## EXERCISE INSTRUCTIONS:
Reproduce the full abstract on the long-term treatment results for latent syphilis, word for word.

## READING PASSAGE:
Abstract

1. 1. A report is given of the long-term results of therapy of latent syphilis with “adequate” arsenobismuth therapy in terms of clinical and serologic response. 2. 2. The prison milieu of treatment made possible close and careful serologic and clinical follow-up. Thus, a 10 per cent sample was given complete posttreatment examination at a time averaging about 14 years after treatment. 3. 3. To provide a control group against which to assess the significance of the so-called abnormal neurologic findings, reflex and pupillary examinations were performed by the same physicians, utilizing identical examination techniques, on a group of 847 nonsyphilitic prisoners in the same institution. 4. 4. The minimum rate of progression to neurosyphilis in the group “adequately” treated for latency was 0.3 per cent. 5. 5. The proportion of patients in the sample showing clinical evidence of possible neurosyphilis or cardiovascular syphilis was small. Of 255 for whom complete records are available, out of the final 277 examined, only 36 showed any tendon reflex abnormalities, and only 19 showed pupillary abnormalities of any kind. In none of these patients could a diagnosis of neurosyphilis be made unequivocally, and it appears that the abnormalities reported are of the same order as found in a nonsyphilitic group of comparable status. 6. 6. In this same group, only 11 findings in 10 patients suggestive of cardiovascular syphilis were found; and, of these, only one with aortic aneurysm had evidence permitting an unequivocal diagnosis of cardiovascular syphilis. 7. 7. “Adequate” arsenotherapy, given according to the standards utilized at Sing Sing prison for treatment of latent syphilis, results in a high degree of success in prevention of the development of neurosyphilis or cardiovascular syphilis.

## DATA SHOWN:
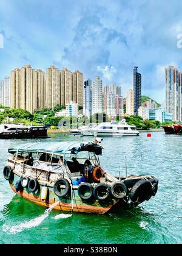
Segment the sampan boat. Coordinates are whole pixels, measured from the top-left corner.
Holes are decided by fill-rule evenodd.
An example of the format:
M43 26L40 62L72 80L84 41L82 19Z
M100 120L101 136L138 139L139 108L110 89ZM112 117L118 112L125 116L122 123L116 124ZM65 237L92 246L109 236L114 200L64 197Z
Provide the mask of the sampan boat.
M18 195L61 211L104 214L155 196L153 176L116 177L106 171L99 163L103 149L96 139L21 144L8 149L13 156L4 176Z

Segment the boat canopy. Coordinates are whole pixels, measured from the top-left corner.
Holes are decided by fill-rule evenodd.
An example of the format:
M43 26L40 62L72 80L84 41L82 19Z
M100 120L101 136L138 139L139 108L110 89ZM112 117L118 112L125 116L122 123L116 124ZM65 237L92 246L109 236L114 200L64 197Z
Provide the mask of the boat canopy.
M10 148L8 152L12 154L29 152L55 153L58 154L75 154L81 151L94 152L96 155L102 154L103 147L93 143L80 142L50 142L22 144Z

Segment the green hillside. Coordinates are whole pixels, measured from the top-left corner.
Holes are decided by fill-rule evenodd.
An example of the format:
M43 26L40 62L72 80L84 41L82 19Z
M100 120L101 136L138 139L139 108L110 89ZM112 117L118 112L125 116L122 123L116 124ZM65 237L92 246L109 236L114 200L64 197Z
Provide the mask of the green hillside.
M141 96L141 103L143 104L144 102L145 102L146 101L148 101L149 99L152 99L152 101L154 101L154 99L151 99L151 98L149 98L148 96L144 96L144 96ZM160 104L159 103L158 103L157 102L156 102L156 103L157 104L158 107L160 107L161 106L161 104Z

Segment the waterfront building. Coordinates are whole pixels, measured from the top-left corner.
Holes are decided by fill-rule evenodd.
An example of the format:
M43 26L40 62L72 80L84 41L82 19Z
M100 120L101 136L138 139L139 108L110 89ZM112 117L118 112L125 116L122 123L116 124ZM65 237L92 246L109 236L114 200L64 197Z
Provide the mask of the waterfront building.
M66 109L69 112L70 116L78 116L79 105L71 101L69 104L66 105Z
M11 72L11 106L33 113L44 107L45 74L30 65L15 69Z
M84 82L83 89L83 115L90 118L92 116L92 80L87 79Z
M157 104L155 101L152 101L151 99L148 99L145 102L143 103L143 107L148 108L158 108Z
M33 70L33 108L41 109L46 106L46 74L41 69Z
M147 119L147 115L146 115L146 108L144 107L140 107L138 109L138 115L141 116L144 120Z
M181 73L174 66L165 68L166 112L172 113L173 120L182 121Z
M46 106L53 108L61 105L60 71L55 66L47 68Z
M134 115L134 92L129 89L126 93L126 113L129 116Z
M99 76L95 76L92 84L92 115L103 112L103 80Z
M115 113L117 116L124 115L124 99L120 95L115 96Z
M141 107L141 75L138 73L138 66L133 69L134 114L137 115L138 109Z
M4 106L4 81L0 81L0 105Z
M160 108L155 110L155 120L161 123L172 122L173 120L171 113L167 113L163 108Z
M112 93L115 95L119 95L120 97L121 97L121 87L116 85L116 84L107 85L104 88L104 93Z
M5 77L4 91L4 105L11 107L11 79L9 76Z
M105 87L104 88L103 109L106 113L107 112L107 94L110 93L112 93L113 95L115 95L115 96L118 96L118 98L121 97L121 87L114 84L113 85L105 86ZM118 100L118 98L116 99ZM119 110L118 110L118 108L120 107L118 105L119 104L120 104L119 101L118 101L117 104L116 104L116 102L115 102L115 115L116 115L116 113L119 113ZM118 108L117 110L116 109L116 107ZM110 111L110 109L109 110L109 112Z
M84 75L76 70L73 73L73 101L79 106L83 105Z
M109 117L116 115L115 95L113 93L107 93L107 110L106 113Z
M20 69L11 72L12 107L20 108Z
M67 110L63 110L60 111L59 112L56 112L55 116L55 117L69 116L69 112Z

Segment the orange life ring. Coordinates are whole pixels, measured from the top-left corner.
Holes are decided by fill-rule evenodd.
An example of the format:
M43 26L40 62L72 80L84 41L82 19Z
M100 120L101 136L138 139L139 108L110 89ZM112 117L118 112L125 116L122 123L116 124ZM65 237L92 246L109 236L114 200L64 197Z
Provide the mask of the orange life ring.
M104 171L99 166L96 166L93 170L92 177L96 182L99 183L100 178L104 177Z

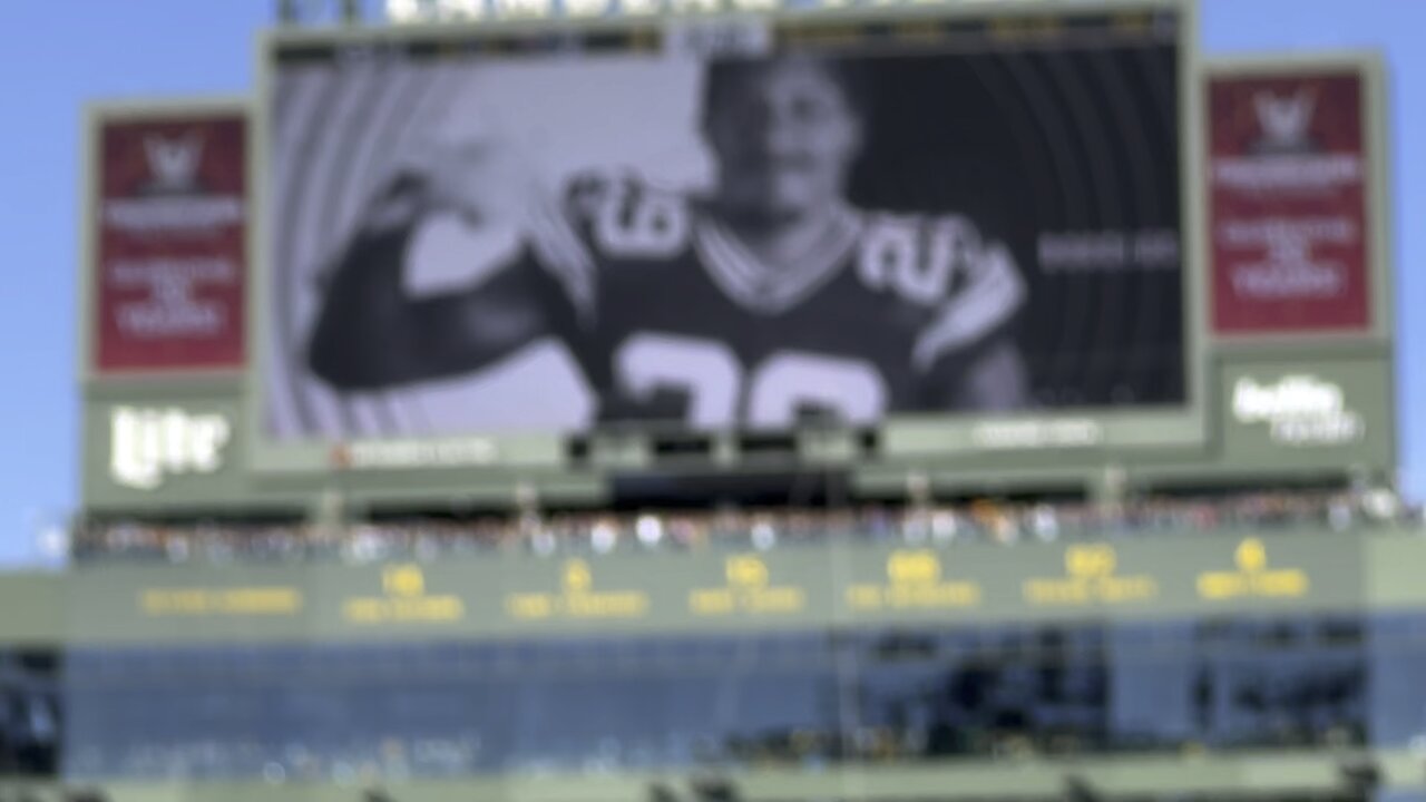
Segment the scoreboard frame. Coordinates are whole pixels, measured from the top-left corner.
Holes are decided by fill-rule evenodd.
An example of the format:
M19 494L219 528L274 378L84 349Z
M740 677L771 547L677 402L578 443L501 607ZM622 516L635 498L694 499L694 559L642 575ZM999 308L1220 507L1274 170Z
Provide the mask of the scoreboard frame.
M981 3L945 4L886 4L876 7L837 7L816 10L781 10L760 14L769 24L877 24L918 20L955 19L1042 19L1064 16L1092 16L1172 11L1178 21L1178 103L1179 103L1179 163L1181 163L1181 224L1179 253L1182 260L1182 404L1152 408L1079 408L1042 414L1007 415L934 415L896 414L870 427L870 438L877 447L868 448L864 430L827 427L796 428L783 432L712 431L697 432L700 460L663 461L656 457L665 438L686 440L684 431L662 427L629 427L619 430L590 428L586 431L498 432L468 437L432 437L422 440L365 440L331 442L304 440L278 442L265 432L267 367L272 358L270 341L274 308L268 303L274 290L271 263L270 208L272 186L270 164L272 157L271 120L274 100L274 54L284 46L312 44L382 44L411 40L469 41L501 36L568 31L625 31L653 30L660 33L672 20L736 20L736 14L640 14L633 17L603 17L578 20L503 19L481 23L402 24L395 27L349 27L331 30L272 30L258 41L258 90L252 104L254 158L250 181L255 193L255 208L250 228L250 248L254 260L251 285L255 303L250 304L247 374L247 411L242 428L247 432L247 452L251 469L264 481L307 482L319 477L331 482L332 474L341 485L358 495L389 485L394 475L416 477L421 487L459 488L476 497L509 498L518 484L535 484L575 491L585 498L597 498L605 478L619 472L650 471L746 471L770 465L766 452L753 454L749 440L774 434L786 438L780 452L787 468L851 469L858 464L874 464L878 469L917 469L918 465L940 465L957 471L964 464L968 474L985 468L1012 474L1062 475L1082 474L1084 465L1101 465L1105 454L1121 452L1178 452L1202 454L1208 445L1208 360L1206 318L1204 315L1205 254L1202 220L1202 86L1198 51L1198 10L1192 0L1095 0L1072 6L1047 4L1037 0L1008 0L987 6ZM583 455L569 460L570 444ZM987 465L987 460L991 465ZM396 479L406 485L406 481Z

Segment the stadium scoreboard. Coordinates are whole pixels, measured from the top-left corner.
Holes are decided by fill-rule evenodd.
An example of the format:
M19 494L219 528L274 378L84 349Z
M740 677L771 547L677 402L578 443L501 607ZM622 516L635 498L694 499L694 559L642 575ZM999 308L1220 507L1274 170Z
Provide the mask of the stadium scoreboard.
M1194 17L491 11L97 106L86 508L1390 481L1380 66L1205 64Z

## RESULT OF THIS EXERCISE:
Abstract

1. 1. A report is given of the long-term results of therapy of latent syphilis with “adequate” arsenobismuth therapy in terms of clinical and serologic response. 2. 2. The prison milieu of treatment made possible close and careful serologic and clinical follow-up. Thus, a 10 per cent sample was given complete posttreatment examination at a time averaging about 14 years after treatment. 3. 3. To provide a control group against which to assess the significance of the so-called abnormal neurologic findings, reflex and pupillary examinations were performed by the same physicians, utilizing identical examination techniques, on a group of 847 nonsyphilitic prisoners in the same institution. 4. 4. The minimum rate of progression to neurosyphilis in the group “adequately” treated for latency was 0.3 per cent. 5. 5. The proportion of patients in the sample showing clinical evidence of possible neurosyphilis or cardiovascular syphilis was small. Of 255 for whom complete records are available, out of the final 277 examined, only 36 showed any tendon reflex abnormalities, and only 19 showed pupillary abnormalities of any kind. In none of these patients could a diagnosis of neurosyphilis be made unequivocally, and it appears that the abnormalities reported are of the same order as found in a nonsyphilitic group of comparable status. 6. 6. In this same group, only 11 findings in 10 patients suggestive of cardiovascular syphilis were found; and, of these, only one with aortic aneurysm had evidence permitting an unequivocal diagnosis of cardiovascular syphilis. 7. 7. “Adequate” arsenotherapy, given according to the standards utilized at Sing Sing prison for treatment of latent syphilis, results in a high degree of success in prevention of the development of neurosyphilis or cardiovascular syphilis.